===== TEXTO PROPORCIONADO =====

Nació Andrea Aguirre en Buenos aires. En su obra destacamos El ciclo lunar de los paréntesis (2012), La infancia suicida de Verónica Qué (2013), El mapa de la existencia (2015) y Mujer frente al caos (2017) y también las antologías Voces del extremo y Liberoamericanas (2019) entre otras. Participa en la Asociación Genialogías para la difusión de poesía escrita por mujeres. El prólogo de Raquel Vázquez y citas de Tanizaki, Valente y Piedad Bonnett nos sitúan en un universo hondo lirismo y comprensión sobre el dolor y el paso del tiempo.
La primera parte lleva el propio título del volumen y entra de lleno en el tema del sufrimiento: “Queda dolor, pero no duele / del modo en que antes punzaba los nervios /…/ Donde queda dolor, no existe vacío”. Una especie de anticipo del poemario está en estos versos: “Estamos hechos de huellas y cicatrices / Huellas que dejan las semillas, que dejan los amigos / que deja el amor, el arte, las letras /…/ Quizá esto explique el vano empeño / que tenemos, casi siempre, los humanos, / en querer permanecen”. El deseo, el dolor y el paso del tiempo son los que dan lugar a las cicatrices, huella y memoria, no solo del sufrimiento, también de la sanación: “Aprendí poco a poco a descoser / sus tramposas telas de araña en la memoria”. Aunque sea el olvido la curación más segura: “Perdonad mi rencor, pero hoy venero / el abrazo mortal del olvido”.
Como Walt Whitman, Andrea Aguirre sostiene: “Defiendo mi derecho a la contradicción”. Así puede citar “por las huellas de mis hijos, / que nunca nacieron, pero existen”. Asumimos que los versos tienen que contener la potencia de la emoción transportada en sonidos, y deberíamos poder, a través de ellos, poner en orden con el paso del tiempo: “La huella / es sendero y es señal /…/ La cicatriz / es pertinaz y no duele / pero la vemos y nos revive / los antiguos dolores /…/ Quizá deberíamos amar también / la cicatriz”.

===== DATOS =====

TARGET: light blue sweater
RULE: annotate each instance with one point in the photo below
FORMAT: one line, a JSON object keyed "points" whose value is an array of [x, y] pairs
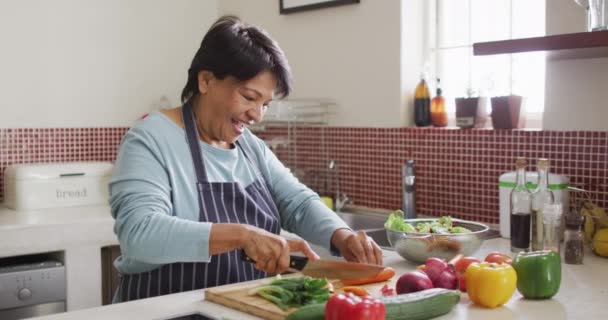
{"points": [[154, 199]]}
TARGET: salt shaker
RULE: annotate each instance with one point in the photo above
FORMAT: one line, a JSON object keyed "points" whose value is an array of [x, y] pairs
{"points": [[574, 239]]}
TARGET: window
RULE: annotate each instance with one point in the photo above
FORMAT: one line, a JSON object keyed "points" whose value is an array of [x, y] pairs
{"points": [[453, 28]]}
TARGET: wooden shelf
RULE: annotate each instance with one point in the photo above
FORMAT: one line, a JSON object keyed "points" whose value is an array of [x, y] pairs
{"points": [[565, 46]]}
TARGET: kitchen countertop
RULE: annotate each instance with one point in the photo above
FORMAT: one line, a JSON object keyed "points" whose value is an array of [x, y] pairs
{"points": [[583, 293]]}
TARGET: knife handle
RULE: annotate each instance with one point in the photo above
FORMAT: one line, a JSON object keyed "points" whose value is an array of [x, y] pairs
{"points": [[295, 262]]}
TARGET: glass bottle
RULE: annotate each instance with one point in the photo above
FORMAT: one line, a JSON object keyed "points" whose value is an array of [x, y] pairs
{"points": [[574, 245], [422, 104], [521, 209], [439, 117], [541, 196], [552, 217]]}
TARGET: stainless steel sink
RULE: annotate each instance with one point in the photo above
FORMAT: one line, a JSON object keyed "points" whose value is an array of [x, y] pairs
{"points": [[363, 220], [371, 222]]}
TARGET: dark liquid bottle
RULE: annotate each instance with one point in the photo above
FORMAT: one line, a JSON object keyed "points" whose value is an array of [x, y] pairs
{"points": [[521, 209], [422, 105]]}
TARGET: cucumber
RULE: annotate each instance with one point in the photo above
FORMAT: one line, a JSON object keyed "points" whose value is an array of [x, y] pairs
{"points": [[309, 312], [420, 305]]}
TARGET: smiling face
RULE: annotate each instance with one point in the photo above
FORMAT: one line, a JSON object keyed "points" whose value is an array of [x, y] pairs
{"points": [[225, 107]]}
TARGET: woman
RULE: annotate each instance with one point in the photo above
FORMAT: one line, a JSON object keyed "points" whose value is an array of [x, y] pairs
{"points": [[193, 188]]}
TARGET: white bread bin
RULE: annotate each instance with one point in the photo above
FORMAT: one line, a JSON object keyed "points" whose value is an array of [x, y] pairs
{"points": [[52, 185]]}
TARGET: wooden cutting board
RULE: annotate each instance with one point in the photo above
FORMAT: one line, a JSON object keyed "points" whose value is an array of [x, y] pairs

=====
===== DATOS =====

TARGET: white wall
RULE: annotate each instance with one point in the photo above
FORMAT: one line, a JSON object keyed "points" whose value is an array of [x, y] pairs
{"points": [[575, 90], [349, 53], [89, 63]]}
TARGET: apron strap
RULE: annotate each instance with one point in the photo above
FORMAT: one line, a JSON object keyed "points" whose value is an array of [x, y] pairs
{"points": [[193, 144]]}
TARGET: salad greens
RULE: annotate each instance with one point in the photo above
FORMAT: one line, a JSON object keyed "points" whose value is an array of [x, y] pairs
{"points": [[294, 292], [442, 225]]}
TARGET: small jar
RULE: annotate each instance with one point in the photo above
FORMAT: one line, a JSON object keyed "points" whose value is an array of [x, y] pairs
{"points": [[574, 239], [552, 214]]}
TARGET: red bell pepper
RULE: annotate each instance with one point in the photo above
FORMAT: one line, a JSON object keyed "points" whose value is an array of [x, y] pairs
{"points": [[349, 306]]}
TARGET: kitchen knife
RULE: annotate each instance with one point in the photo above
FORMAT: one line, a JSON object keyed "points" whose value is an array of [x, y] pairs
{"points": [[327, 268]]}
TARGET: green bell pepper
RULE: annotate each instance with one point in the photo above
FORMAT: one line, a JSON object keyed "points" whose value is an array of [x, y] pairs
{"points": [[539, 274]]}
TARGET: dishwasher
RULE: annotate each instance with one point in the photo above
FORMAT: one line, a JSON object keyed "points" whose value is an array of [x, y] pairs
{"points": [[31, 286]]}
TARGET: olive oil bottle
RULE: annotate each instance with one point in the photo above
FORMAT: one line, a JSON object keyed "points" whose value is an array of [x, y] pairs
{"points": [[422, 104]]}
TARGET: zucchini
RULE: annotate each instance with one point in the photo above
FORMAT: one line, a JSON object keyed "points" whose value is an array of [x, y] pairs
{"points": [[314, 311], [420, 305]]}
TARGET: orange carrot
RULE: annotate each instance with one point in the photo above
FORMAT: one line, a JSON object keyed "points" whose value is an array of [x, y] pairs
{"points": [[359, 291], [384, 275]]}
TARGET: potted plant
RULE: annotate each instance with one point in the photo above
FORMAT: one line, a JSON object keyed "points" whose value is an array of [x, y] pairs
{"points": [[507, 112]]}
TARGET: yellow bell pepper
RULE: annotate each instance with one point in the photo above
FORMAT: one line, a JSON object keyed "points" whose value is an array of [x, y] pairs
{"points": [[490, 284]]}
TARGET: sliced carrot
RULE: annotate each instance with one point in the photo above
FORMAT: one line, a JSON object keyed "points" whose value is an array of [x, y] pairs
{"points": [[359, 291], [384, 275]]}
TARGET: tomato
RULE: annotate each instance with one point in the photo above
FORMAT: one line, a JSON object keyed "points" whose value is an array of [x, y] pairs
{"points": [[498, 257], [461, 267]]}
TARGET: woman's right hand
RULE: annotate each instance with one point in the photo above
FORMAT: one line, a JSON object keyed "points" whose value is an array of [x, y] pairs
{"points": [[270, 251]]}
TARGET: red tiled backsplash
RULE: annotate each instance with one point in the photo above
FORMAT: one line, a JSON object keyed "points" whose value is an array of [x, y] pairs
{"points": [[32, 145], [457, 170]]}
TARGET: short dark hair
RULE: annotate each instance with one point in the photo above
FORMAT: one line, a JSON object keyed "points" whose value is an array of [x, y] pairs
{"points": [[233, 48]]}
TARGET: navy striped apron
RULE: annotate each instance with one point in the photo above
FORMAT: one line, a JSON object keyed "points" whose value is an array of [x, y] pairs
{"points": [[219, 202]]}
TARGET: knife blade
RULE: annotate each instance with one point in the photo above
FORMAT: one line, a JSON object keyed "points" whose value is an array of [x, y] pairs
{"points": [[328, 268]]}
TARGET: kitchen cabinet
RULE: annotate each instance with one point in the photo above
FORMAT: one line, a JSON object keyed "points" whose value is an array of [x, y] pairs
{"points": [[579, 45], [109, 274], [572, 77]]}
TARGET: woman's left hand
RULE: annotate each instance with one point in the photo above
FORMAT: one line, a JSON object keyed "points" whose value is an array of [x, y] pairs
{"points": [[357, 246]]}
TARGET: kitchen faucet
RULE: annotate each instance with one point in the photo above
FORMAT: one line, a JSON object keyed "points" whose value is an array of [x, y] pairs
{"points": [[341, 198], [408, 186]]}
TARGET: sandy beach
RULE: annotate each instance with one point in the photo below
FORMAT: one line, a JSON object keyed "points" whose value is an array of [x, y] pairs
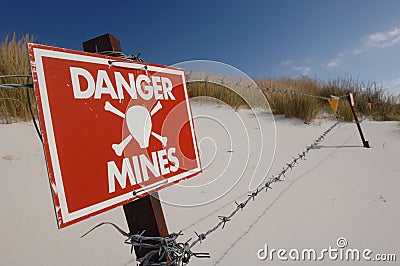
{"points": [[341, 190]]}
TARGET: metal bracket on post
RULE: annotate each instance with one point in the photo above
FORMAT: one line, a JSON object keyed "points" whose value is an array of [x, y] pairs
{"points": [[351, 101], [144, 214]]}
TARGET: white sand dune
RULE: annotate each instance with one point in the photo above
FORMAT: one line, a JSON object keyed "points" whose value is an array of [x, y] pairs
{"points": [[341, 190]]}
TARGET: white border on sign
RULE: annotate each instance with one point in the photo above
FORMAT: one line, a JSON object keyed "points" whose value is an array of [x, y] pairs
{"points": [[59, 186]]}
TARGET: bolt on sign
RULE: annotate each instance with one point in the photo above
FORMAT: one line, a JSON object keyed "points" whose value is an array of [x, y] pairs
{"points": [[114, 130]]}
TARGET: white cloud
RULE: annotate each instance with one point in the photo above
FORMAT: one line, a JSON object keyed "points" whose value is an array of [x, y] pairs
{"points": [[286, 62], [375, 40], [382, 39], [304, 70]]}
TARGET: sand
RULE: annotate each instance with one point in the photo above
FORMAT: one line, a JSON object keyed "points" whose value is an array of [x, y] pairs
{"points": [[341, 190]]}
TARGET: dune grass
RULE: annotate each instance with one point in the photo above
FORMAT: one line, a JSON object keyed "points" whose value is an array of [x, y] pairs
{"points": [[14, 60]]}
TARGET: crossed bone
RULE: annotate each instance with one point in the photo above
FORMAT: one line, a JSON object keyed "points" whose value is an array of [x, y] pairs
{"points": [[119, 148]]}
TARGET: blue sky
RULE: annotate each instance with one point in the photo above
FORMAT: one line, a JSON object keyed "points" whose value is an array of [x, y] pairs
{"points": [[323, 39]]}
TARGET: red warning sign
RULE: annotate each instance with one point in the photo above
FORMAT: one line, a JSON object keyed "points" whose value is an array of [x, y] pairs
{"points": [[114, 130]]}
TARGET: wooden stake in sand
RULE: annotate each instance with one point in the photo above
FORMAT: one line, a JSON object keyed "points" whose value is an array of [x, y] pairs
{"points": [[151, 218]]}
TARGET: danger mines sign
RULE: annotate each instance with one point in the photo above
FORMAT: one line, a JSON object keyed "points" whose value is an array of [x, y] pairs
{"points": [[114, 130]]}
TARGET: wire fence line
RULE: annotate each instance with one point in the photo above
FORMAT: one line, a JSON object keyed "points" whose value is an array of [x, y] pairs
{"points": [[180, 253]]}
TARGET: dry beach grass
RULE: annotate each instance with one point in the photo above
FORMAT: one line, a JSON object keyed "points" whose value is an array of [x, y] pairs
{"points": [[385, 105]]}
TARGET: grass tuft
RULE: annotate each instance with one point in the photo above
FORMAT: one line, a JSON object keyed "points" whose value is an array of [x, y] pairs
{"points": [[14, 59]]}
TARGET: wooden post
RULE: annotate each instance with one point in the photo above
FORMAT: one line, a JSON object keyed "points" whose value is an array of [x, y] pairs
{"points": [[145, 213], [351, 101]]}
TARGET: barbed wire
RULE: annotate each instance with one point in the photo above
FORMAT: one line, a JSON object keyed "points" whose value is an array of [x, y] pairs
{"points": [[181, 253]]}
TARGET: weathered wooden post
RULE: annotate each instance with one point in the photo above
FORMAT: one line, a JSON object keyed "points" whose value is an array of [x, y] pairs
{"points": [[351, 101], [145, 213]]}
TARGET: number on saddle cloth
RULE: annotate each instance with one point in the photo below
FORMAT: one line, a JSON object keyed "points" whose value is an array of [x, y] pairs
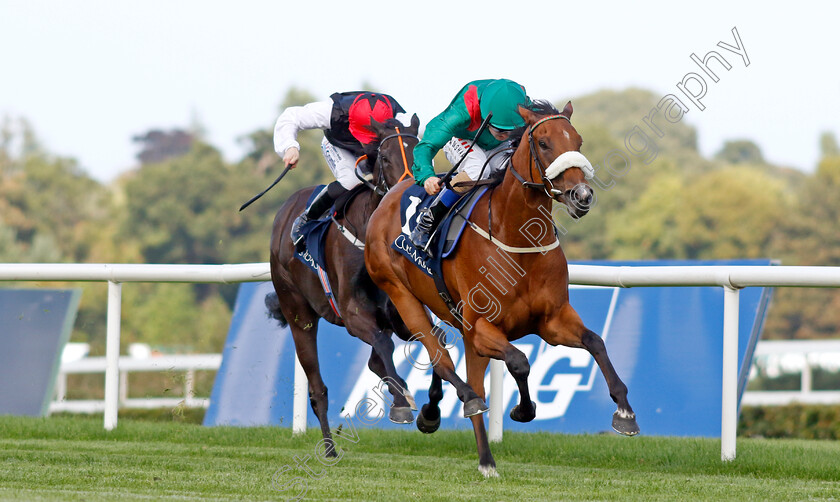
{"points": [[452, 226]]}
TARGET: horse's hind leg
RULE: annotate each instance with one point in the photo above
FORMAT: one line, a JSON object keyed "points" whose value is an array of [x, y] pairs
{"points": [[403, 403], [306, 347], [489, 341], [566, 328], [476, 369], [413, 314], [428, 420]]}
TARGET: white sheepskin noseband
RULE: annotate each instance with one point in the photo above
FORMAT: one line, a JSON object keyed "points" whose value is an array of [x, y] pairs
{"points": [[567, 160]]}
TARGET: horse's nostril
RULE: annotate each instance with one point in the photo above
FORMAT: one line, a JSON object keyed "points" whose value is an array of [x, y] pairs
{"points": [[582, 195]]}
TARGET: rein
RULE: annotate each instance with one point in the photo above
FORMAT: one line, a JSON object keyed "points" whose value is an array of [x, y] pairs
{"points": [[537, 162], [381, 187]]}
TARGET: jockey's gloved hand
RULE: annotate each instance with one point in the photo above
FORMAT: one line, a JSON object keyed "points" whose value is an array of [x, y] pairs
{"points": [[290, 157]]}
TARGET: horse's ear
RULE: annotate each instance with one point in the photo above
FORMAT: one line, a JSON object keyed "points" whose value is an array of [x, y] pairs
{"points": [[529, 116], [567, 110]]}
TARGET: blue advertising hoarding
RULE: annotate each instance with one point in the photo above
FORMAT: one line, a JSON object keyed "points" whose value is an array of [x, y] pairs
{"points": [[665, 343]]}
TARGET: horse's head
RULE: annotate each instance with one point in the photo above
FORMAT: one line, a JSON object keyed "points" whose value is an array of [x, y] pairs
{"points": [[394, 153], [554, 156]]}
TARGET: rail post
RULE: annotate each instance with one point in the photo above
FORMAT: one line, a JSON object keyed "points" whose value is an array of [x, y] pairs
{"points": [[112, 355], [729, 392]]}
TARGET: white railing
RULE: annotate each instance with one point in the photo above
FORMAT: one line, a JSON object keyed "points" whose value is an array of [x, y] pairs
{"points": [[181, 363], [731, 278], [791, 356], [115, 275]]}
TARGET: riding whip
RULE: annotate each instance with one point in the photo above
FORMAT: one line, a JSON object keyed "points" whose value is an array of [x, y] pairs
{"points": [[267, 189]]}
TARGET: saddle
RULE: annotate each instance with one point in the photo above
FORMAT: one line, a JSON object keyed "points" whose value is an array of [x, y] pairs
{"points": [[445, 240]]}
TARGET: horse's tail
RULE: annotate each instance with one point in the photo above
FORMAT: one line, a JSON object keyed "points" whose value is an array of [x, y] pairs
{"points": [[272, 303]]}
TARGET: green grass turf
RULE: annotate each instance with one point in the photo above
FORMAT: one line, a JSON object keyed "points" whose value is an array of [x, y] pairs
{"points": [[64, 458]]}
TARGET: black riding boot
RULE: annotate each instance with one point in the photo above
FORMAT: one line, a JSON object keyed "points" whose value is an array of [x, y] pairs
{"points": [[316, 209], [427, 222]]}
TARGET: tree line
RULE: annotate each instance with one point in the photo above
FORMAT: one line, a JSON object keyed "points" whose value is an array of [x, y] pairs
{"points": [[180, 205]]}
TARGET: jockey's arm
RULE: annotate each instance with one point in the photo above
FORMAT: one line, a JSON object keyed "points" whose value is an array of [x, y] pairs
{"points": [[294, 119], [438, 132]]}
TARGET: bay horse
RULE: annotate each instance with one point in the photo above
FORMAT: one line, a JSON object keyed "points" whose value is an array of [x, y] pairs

=====
===== DATOS =====

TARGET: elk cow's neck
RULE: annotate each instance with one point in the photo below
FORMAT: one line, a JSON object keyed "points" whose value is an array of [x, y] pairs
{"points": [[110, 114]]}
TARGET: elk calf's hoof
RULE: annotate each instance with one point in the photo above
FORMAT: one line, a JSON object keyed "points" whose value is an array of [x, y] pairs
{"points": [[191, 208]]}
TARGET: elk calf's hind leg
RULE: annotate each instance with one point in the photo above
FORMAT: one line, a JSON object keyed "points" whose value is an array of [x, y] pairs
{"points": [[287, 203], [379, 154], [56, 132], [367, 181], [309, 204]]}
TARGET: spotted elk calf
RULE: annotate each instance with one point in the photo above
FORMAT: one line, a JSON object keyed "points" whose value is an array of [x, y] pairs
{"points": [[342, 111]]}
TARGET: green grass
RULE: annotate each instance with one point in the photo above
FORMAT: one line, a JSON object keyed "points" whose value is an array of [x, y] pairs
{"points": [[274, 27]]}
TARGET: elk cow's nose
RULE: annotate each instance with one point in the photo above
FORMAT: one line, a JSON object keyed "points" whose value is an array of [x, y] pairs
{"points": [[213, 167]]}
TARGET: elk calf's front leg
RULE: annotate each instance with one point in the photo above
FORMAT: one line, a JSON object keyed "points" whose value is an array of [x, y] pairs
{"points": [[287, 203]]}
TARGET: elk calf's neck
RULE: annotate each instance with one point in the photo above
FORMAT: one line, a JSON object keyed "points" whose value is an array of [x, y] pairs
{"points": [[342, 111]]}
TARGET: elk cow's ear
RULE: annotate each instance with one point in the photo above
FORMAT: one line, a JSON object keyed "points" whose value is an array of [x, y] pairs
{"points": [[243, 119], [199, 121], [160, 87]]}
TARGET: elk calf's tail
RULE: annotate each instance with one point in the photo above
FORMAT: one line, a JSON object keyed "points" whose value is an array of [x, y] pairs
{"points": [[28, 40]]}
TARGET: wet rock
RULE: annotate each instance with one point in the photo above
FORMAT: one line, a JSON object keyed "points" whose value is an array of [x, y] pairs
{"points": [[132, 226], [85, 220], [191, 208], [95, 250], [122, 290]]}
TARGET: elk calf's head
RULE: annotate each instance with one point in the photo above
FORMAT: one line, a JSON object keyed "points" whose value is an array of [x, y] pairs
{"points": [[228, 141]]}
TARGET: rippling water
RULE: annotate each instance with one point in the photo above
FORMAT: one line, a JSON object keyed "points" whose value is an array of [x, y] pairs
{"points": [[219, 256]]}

=====

_TAREAS_
1 – Actualiza, por favor, el fragmento de la reseña del poemario de Andrea Aguirre que va de "Nació Andrea Aguirre" a "paso del tiempo.", cambiando "hondo lirismo" por "profundo lirismo".
2 – Continúa la reseña del poemario de Andrea Aguirre desde donde termina.

_RESPUESTAS POR TAREA_
1 –
Nació Andrea Aguirre en Buenos aires. En su obra destacamos El ciclo lunar de los paréntesis (2012), La infancia suicida de Verónica Qué (2013), El mapa de la existencia (2015) y Mujer frente al caos (2017) y también las antologías Voces del extremo y Liberoamericanas (2019) entre otras. Participa en la Asociación Genialogías para la difusión de poesía escrita por mujeres. El prólogo de Raquel Vázquez y citas de Tanizaki, Valente y Piedad Bonnett nos sitúan en un universo profundo lirismo y comprensión sobre el dolor y el paso del tiempo.

2 –
La segunda sección, El instante (im)impreciso del lenguaje, ahonda en esta dirección, poder relacionar el sufrimiento con el verso y no hay mejor guía que Ch. Maillard. Si ya traducir a lenguaje lo que sabemos identificar tiene sus peligros, más aún cuando ni siquiera tenemos palabras para identificarnos: “Y seguiré sin comprender estos enigmas, / mi propia naturaleza, / los flujos persistentes de mi cuerpo / sumido en su brevedad”. Además del riesgo que supone conocernos y que los demás nos conozcan: “Lo prohibido es mostrarnos lo que somos /…/ Lo normal es no decir y desdecirnos /…/ Soy o no soy / la duda / hecha carne”. También como Maillard, pero sin la experimentación de ésta, Andrea Aguirre no olvida que existe el recurso al silencio: “Tal vez nos redime el silencio, / el único eco posible de este cosmos hilvanando / por todo sus nexos vacíos”. Aunque, como sentencia, pueda tener sus peligros: “El lenguaje me niega / con su silencio terrible”.
El estilo de Andrea Aguirre se mueve en la profundidad a través de un lenguaje cuidado y preciso, casi minimalista, con referencias concretas dentro de los conceptos abstractos. Diario inacabado del fin del mundo es algo más filosófico y cuestiona la existencia, la naturaleza y el sentido del sufrimiento: “Nuestro origen de salvaje sin repaso perpetúa / las crueldades impuras”; “Alzamos la voz muy silencios / por no soportarnos la conciencia”; “Perseguimos lo fugaz como si fuéramos ángeles / desterrados en busca de un refugio secreto”. Sin duda una exploración de lo espiritual y lo trascendental: “Sinceramente / te importa más bien poco / si el fin del mundo / es mañana /…/ eres vacío”; “saberse / siendo humanidad / y a la vez sino”. La voz poética se va hilvanando entre lo más abstracto y lo más íntimo: “Veréis a través de los ojos del mundo. // Escribiréis por fin sobre mí”. Llega a advertencia de la cicatriz que todavía duele: “Por favor, / no camines a través de mis cimientos. / Existo en perpetuo riesgo de derribo”.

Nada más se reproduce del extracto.